- **Source document**:
A spokesman for TheBabyWebsite.com said: “When the parents of some of those people mentioned named their children, many probably didn’t even realise the implications at the time.
“Parents really do need to think carefully though when choosing names for their children.
“Their name will be with them for life and what may be quirky and fun for a toddler might be regretted terribly when that person becomes older or even a grandparent perhaps.”
And finally, finally, how about the Ryanair passenger who ate his winning lottery ticket because the cabin crew did not have 10,000 Euros in cash. Huh?
Angry Ryanair passenger eats his winning scratchcard
A Ryanair passenger who became enraged when he was told he could not claim a scratchcard prize on his flight ate his winning ticket.
The man was flying from Poland to the East Midlands on a Ryanair flight when he won 10,000 euros (£8,765) on a scratchcard he had purchased on board.
Ryanair confirmed he ate his ticket on 26 February after cabin staff refused to pay him the winnings immediately.
The airline said it could not reveal the winner’s identity.
Ryanair spokesman Stephen McNamara said the cabin crew and some passengers urged the man not to eat the ticket, but he stood up and ate it anyway.
He said it appears the passenger acted out of frustration and anger.
Mr McNamara explained that all winners must be verified before the cash prizes are handed out.
He said the airline crew did not have the cash “kicking around the aircraft” and in any case the prize had to be collected directly from the scratchcard company.
“In the last two years Ryanair’s scratchcards have given away 10 cars, more than €300,000 in cash prizes and more than 100,000 flight vouchers,” he said.
Since the prize will now go unclaimed, the money will be donated to charity, he added.
The winning charity will be chosen from a list of five charities in a web vote.

- **Directive a**:
Rewrite the listing lines from the one containing "patterned tile floor?" up to and including the one containing "[25,200,74,267]", replacing "kneeling" with "crouching" and keeping everything else unchanged.
The listing after this point is unrelated to the news excerpt.

- **Material**:

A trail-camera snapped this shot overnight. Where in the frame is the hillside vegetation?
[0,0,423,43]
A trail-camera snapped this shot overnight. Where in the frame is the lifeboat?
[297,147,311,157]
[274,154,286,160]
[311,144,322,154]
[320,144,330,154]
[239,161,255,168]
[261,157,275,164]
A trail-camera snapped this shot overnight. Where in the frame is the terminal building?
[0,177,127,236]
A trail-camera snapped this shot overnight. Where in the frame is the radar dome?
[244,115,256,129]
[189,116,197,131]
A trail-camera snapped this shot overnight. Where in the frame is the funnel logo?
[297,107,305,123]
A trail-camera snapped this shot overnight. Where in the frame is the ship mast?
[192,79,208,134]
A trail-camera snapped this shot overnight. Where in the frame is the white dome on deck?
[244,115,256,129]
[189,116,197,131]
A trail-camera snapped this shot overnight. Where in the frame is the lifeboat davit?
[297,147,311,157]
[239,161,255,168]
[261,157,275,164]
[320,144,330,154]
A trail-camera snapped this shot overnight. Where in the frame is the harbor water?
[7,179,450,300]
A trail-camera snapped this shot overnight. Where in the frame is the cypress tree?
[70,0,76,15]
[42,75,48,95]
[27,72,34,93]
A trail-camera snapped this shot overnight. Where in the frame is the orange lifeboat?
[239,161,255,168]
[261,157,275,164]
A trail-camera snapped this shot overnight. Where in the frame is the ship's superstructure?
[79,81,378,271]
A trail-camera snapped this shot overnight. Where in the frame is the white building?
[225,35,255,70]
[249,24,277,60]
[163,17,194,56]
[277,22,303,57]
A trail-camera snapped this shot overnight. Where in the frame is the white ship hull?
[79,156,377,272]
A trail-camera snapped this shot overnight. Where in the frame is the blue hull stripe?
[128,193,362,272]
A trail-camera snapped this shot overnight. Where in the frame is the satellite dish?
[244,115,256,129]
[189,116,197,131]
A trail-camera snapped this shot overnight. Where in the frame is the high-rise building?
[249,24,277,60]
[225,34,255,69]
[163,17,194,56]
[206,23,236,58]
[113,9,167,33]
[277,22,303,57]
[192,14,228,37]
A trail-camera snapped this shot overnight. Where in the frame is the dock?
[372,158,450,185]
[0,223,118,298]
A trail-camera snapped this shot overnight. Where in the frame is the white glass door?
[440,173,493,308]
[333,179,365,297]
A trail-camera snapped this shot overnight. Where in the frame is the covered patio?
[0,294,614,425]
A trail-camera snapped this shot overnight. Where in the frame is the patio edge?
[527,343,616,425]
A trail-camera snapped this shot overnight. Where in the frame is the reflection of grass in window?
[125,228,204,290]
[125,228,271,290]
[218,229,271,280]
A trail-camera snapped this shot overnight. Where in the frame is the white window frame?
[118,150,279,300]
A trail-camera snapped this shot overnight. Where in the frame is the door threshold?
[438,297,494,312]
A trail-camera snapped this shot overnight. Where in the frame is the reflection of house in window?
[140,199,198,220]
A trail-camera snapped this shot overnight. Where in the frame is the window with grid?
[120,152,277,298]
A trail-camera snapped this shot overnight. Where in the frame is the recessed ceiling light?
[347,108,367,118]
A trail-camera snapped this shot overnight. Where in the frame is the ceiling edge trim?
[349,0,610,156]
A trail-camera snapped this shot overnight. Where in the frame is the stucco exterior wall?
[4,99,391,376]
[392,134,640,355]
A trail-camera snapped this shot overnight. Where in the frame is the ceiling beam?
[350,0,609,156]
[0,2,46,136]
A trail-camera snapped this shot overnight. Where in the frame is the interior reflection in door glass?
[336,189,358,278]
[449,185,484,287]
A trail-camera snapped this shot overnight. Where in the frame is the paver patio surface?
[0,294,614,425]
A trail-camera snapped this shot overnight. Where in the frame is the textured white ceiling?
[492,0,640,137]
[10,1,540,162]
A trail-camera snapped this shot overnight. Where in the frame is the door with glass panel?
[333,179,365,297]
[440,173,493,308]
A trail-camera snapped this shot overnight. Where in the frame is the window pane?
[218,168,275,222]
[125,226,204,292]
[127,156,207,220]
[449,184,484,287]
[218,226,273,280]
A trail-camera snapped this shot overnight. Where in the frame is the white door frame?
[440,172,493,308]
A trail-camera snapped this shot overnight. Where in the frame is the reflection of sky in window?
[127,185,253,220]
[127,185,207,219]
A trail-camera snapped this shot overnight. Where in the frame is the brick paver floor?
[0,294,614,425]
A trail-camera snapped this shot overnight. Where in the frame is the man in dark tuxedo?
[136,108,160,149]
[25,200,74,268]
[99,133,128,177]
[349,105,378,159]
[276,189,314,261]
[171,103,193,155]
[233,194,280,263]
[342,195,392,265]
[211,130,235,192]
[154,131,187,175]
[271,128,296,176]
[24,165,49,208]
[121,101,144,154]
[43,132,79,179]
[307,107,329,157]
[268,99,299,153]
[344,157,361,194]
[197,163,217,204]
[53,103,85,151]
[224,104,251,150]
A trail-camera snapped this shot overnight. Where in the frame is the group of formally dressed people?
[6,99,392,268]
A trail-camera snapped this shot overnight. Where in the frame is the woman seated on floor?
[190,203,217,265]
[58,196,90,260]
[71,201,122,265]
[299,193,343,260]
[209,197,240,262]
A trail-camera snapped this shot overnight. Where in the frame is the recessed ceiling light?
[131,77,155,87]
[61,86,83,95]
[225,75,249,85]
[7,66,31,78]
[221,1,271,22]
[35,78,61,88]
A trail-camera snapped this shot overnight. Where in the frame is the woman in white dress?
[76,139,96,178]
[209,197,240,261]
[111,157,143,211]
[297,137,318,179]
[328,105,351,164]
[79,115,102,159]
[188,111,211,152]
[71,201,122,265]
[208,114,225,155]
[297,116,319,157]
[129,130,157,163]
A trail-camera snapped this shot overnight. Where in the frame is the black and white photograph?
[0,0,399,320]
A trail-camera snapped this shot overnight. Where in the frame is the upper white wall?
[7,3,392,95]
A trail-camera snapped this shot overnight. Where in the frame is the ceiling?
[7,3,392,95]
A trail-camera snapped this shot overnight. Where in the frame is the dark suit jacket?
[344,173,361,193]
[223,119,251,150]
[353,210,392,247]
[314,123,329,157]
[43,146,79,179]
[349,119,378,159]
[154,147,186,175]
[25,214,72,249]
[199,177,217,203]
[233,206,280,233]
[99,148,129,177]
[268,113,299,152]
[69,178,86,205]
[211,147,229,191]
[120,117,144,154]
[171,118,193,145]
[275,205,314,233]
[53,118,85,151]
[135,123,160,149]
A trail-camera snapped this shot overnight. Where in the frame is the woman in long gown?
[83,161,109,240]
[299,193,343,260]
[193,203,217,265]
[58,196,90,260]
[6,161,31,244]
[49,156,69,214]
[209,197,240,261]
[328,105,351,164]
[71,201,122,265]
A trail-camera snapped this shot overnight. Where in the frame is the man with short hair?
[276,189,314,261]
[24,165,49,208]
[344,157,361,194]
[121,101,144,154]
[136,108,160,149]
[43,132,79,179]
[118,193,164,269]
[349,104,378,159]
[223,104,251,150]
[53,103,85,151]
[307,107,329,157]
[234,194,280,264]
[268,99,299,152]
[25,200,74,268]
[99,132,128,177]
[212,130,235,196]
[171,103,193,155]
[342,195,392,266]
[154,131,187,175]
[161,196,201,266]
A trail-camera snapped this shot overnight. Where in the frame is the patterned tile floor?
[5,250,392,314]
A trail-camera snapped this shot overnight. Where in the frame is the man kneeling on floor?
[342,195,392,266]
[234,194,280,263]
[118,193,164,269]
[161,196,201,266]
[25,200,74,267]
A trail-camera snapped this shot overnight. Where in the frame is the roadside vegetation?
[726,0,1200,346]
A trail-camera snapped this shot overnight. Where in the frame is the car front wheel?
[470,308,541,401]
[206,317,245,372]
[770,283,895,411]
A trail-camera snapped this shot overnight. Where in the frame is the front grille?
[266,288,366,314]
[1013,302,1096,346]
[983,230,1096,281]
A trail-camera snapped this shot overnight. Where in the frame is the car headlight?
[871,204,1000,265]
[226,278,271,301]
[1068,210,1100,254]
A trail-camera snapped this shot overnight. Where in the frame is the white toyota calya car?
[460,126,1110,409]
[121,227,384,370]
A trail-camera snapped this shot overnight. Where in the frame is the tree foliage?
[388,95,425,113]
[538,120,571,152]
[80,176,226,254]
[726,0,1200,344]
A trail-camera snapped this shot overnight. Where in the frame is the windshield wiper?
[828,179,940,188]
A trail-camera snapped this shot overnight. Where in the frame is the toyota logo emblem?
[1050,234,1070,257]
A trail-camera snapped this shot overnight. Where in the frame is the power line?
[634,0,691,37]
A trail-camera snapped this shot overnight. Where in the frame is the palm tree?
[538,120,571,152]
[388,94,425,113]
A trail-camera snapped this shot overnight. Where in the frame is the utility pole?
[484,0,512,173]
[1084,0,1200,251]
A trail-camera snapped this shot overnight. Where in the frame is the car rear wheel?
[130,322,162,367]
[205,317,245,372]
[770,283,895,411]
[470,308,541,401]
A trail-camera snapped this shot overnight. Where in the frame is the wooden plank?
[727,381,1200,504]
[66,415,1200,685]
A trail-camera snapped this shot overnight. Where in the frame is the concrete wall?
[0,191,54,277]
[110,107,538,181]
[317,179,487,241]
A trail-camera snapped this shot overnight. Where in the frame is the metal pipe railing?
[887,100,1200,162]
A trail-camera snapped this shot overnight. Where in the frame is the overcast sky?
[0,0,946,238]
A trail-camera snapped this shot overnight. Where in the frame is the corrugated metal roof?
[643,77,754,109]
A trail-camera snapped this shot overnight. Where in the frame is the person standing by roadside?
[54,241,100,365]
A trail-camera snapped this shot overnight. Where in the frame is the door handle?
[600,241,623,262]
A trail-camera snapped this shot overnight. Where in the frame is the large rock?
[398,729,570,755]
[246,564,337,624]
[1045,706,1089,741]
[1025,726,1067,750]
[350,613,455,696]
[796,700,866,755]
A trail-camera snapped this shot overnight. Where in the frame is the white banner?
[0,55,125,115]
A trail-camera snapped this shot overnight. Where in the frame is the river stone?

- **Directive b**:
Please output the whole news excerpt again, word for word.

- **Correct output a**:
A trail-camera snapped this shot overnight. Where in the frame is the patterned tile floor?
[5,250,392,314]
A trail-camera snapped this shot overnight. Where in the frame is the man crouching on floor?
[342,195,392,266]
[234,194,280,263]
[118,193,164,269]
[161,196,201,266]
[25,200,74,267]

- **Correct output b**:
A spokesman for TheBabyWebsite.com said: “When the parents of some of those people mentioned named their children, many probably didn’t even realise the implications at the time.
“Parents really do need to think carefully though when choosing names for their children.
“Their name will be with them for life and what may be quirky and fun for a toddler might be regretted terribly when that person becomes older or even a grandparent perhaps.”
And finally, finally, how about the Ryanair passenger who ate his winning lottery ticket because the cabin crew did not have 10,000 Euros in cash. Huh?
Angry Ryanair passenger eats his winning scratchcard
A Ryanair passenger who became enraged when he was told he could not claim a scratchcard prize on his flight ate his winning ticket.
The man was flying from Poland to the East Midlands on a Ryanair flight when he won 10,000 euros (£8,765) on a scratchcard he had purchased on board.
Ryanair confirmed he ate his ticket on 26 February after cabin staff refused to pay him the winnings immediately.
The airline said it could not reveal the winner’s identity.
Ryanair spokesman Stephen McNamara said the cabin crew and some passengers urged the man not to eat the ticket, but he stood up and ate it anyway.
He said it appears the passenger acted out of frustration and anger.
Mr McNamara explained that all winners must be verified before the cash prizes are handed out.
He said the airline crew did not have the cash “kicking around the aircraft” and in any case the prize had to be collected directly from the scratchcard company.
“In the last two years Ryanair’s scratchcards have given away 10 cars, more than €300,000 in cash prizes and more than 100,000 flight vouchers,” he said.
Since the prize will now go unclaimed, the money will be donated to charity, he added.
The winning charity will be chosen from a list of five charities in a web vote.